» WHAT NEEDS TO BE DONE: The lines to copy are those holding the string "tree" in the entries below.

========================

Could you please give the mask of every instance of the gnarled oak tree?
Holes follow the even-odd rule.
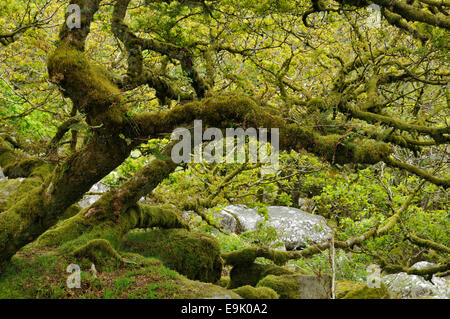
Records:
[[[450,185],[445,175],[450,140],[448,1],[70,4],[81,8],[81,27],[62,24],[47,69],[49,81],[72,103],[71,117],[59,127],[44,156],[25,152],[7,132],[0,135],[5,175],[26,178],[14,201],[0,212],[2,266],[36,240],[38,246],[72,241],[64,253],[103,249],[115,256],[114,247],[130,229],[186,227],[171,209],[137,203],[176,169],[167,156],[172,144],[166,156],[53,226],[132,150],[177,127],[189,127],[194,120],[223,129],[279,128],[282,150],[307,150],[336,165],[384,162],[444,189]],[[361,23],[370,18],[369,5],[379,9],[378,26]],[[0,43],[10,45],[21,30],[48,22],[38,16],[0,33]],[[112,57],[108,65],[92,61],[86,48],[90,40],[97,41],[89,38],[94,26],[108,27],[126,62]],[[370,28],[377,27],[385,29],[382,36],[371,34]],[[133,110],[127,97],[139,90],[154,94],[160,110]],[[64,147],[61,140],[82,121],[89,135],[72,134],[70,155],[55,159],[57,149]],[[400,150],[420,154],[427,149],[443,152],[444,163],[427,159],[421,167],[420,161],[408,162],[398,155]],[[336,247],[351,249],[382,236],[413,196],[388,224],[337,242]],[[285,262],[322,248],[326,247],[279,254],[255,250],[252,261],[264,256]],[[249,252],[241,253],[240,257]],[[224,258],[236,263],[232,254]],[[448,264],[439,268],[445,270]]]

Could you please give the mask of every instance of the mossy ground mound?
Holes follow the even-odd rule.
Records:
[[[0,275],[0,299],[198,299],[237,298],[236,293],[209,283],[192,281],[167,268],[155,258],[125,253],[128,263],[113,263],[96,276],[76,258],[54,251],[24,249],[17,253]],[[79,264],[81,288],[70,289],[67,266]]]
[[[150,230],[127,234],[120,249],[157,257],[169,268],[192,280],[217,282],[223,262],[212,236],[185,229]]]
[[[272,288],[280,299],[328,299],[331,281],[328,276],[269,275],[261,279],[256,287]]]
[[[268,287],[252,287],[243,286],[233,289],[235,293],[244,299],[278,299],[278,294],[271,288]]]
[[[380,288],[369,288],[362,282],[350,280],[336,281],[337,299],[390,299],[386,286],[381,283]]]

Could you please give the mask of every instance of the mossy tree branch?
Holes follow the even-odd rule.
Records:
[[[395,129],[406,131],[406,132],[418,132],[426,134],[437,142],[443,141],[448,142],[450,140],[450,127],[428,127],[424,125],[417,125],[407,123],[405,121],[393,118],[392,116],[381,115],[377,113],[372,113],[368,111],[361,111],[356,107],[351,107],[345,102],[339,103],[339,109],[343,113],[348,113],[354,118],[364,120],[368,123],[382,123],[384,125],[393,127]]]
[[[64,121],[57,129],[55,135],[47,146],[47,154],[53,154],[58,149],[58,143],[64,137],[64,135],[70,130],[70,128],[78,123],[80,120],[77,118],[69,118]]]
[[[162,152],[163,157],[170,154],[172,145],[170,144]],[[113,234],[111,235],[113,238],[110,239],[114,240],[118,240],[128,230],[137,227],[186,227],[172,210],[137,204],[141,197],[150,193],[176,167],[177,164],[173,163],[169,157],[155,158],[121,187],[104,193],[91,206],[64,221],[56,229],[43,234],[38,241],[58,245],[82,233],[105,227],[109,229],[110,234]],[[58,240],[56,241],[55,238]]]
[[[86,217],[88,208],[47,230],[34,243],[36,247],[61,247],[61,253],[71,253],[89,241],[102,238],[114,247],[134,228],[184,228],[189,226],[170,207],[138,203],[121,216]]]
[[[437,186],[442,186],[445,189],[450,187],[450,179],[443,179],[443,178],[438,178],[436,176],[433,176],[432,174],[426,172],[425,170],[423,170],[419,167],[396,160],[393,156],[387,156],[383,161],[389,166],[404,169],[404,170],[406,170],[412,174],[415,174]]]
[[[416,196],[417,192],[422,188],[424,182],[420,183],[408,196],[408,198],[402,203],[402,205],[394,212],[394,214],[387,220],[387,223],[378,228],[376,235],[377,236],[383,236],[386,235],[398,222],[401,215],[405,213],[405,211],[408,209],[409,205],[413,201],[414,197]]]
[[[167,81],[152,75],[148,70],[144,70],[142,51],[151,50],[180,61],[183,70],[192,80],[192,86],[197,97],[205,97],[208,85],[194,67],[193,54],[189,48],[177,47],[155,39],[137,37],[124,23],[129,3],[130,0],[116,1],[111,26],[112,32],[125,45],[128,52],[128,78],[124,83],[124,87],[134,87],[136,83],[146,83],[157,91],[157,95],[162,102],[164,102],[165,97],[172,99],[183,97],[183,100],[186,97],[191,97],[191,95],[181,94],[179,90],[175,90],[170,86]]]
[[[398,222],[400,215],[409,207],[412,199],[422,185],[423,184],[416,187],[408,199],[399,209],[395,211],[384,226],[379,226],[376,224],[360,236],[351,237],[346,241],[336,240],[334,241],[334,247],[344,250],[351,250],[357,245],[362,245],[364,241],[370,238],[386,235]],[[223,259],[227,264],[238,265],[241,263],[251,264],[257,257],[264,257],[272,260],[278,265],[282,265],[288,260],[311,257],[329,248],[330,244],[328,243],[313,245],[301,251],[277,251],[268,248],[243,248],[231,253],[223,254]]]
[[[41,185],[0,214],[0,262],[53,226],[93,184],[116,168],[131,148],[121,138],[94,137],[59,164]],[[92,163],[97,165],[93,168]]]
[[[378,4],[381,7],[387,8],[392,12],[401,15],[408,21],[417,21],[427,23],[432,26],[441,27],[444,29],[450,29],[450,18],[446,16],[440,16],[421,10],[418,7],[409,5],[408,3],[400,0],[372,0],[373,3]]]
[[[446,261],[442,264],[439,264],[437,266],[433,267],[427,267],[423,269],[416,269],[416,268],[410,268],[410,267],[404,267],[400,265],[393,265],[393,264],[382,264],[381,268],[389,273],[389,274],[395,274],[399,272],[406,272],[408,275],[417,275],[417,276],[431,276],[440,272],[445,272],[450,270],[450,261]]]
[[[86,211],[85,217],[94,215],[120,216],[143,196],[149,194],[178,166],[169,157],[169,144],[161,153],[161,158],[153,159],[116,190],[105,193]]]
[[[306,149],[329,162],[375,164],[392,152],[383,142],[348,138],[339,134],[321,135],[314,129],[289,122],[271,114],[245,97],[222,96],[178,105],[168,111],[138,114],[133,117],[138,130],[127,132],[131,138],[158,136],[202,120],[204,126],[279,129],[281,149]]]
[[[450,29],[450,18],[445,15],[437,15],[428,12],[427,10],[421,9],[419,6],[411,5],[407,1],[401,0],[339,0],[339,3],[343,5],[350,5],[357,8],[366,7],[372,3],[379,5],[381,8],[386,8],[391,12],[400,15],[407,21],[410,22],[423,22],[432,26],[441,27],[444,29]],[[435,5],[433,2],[438,1],[428,1],[430,6],[442,6]],[[414,1],[413,1],[414,3]],[[432,4],[433,3],[433,4]],[[444,3],[444,2],[442,2]]]
[[[381,9],[381,13],[391,25],[395,25],[396,27],[405,30],[421,41],[425,42],[429,40],[427,35],[420,33],[416,28],[405,21],[401,15],[393,13],[385,8]]]
[[[437,242],[434,242],[432,240],[419,237],[416,234],[408,234],[406,236],[406,238],[409,241],[411,241],[412,243],[416,244],[417,246],[431,248],[431,249],[438,250],[438,251],[441,251],[446,254],[450,254],[449,247],[439,244]]]

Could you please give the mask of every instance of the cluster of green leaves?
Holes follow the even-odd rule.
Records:
[[[110,180],[109,183],[118,184],[132,176],[149,160],[143,154],[155,154],[161,147],[157,140],[145,145],[138,157],[130,157],[116,170],[114,182]],[[213,223],[218,222],[217,218],[212,217],[213,213],[229,204],[257,208],[262,216],[267,217],[268,205],[295,206],[293,195],[310,197],[315,202],[313,213],[328,219],[337,240],[347,240],[360,236],[375,225],[386,223],[420,182],[417,177],[399,174],[383,164],[356,171],[350,168],[338,170],[308,153],[290,152],[280,155],[280,170],[277,173],[262,176],[259,167],[242,170],[224,186],[224,178],[240,165],[244,164],[203,163],[180,167],[151,196],[157,202],[170,203],[183,210],[189,209],[186,204],[201,202],[222,187],[215,206],[205,208],[209,221]],[[387,235],[367,241],[364,247],[359,247],[358,254],[341,256],[339,276],[345,279],[363,278],[363,265],[376,262],[378,257],[404,265],[420,258],[436,261],[436,254],[412,245],[406,240],[406,235],[415,233],[448,245],[448,203],[443,190],[426,184],[402,215],[399,225]],[[257,230],[241,235],[225,235],[217,233],[206,222],[194,220],[196,228],[217,236],[224,251],[246,246],[280,246],[277,241],[280,234],[264,223]],[[322,254],[300,263],[320,268],[328,262]],[[351,263],[359,265],[359,270],[353,274],[350,274]],[[313,266],[307,268],[312,271]]]
[[[417,177],[393,174],[386,169],[367,168],[357,173],[339,174],[329,179],[322,193],[314,197],[316,213],[330,219],[336,238],[347,240],[371,227],[385,224],[420,182]],[[436,253],[407,240],[414,233],[448,246],[450,224],[448,195],[427,184],[387,234],[368,240],[363,253],[404,266],[419,260],[436,262]],[[445,257],[445,256],[444,256]]]
[[[112,188],[118,187],[152,159],[167,159],[161,152],[168,142],[168,139],[151,139],[140,145],[119,167],[105,176],[103,182]]]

========================

» ANSWER FOR THE TASK:
Could you please give the mask of every instance of the gnarled oak tree?
Could you please give the mask of every instance of the mossy tree branch?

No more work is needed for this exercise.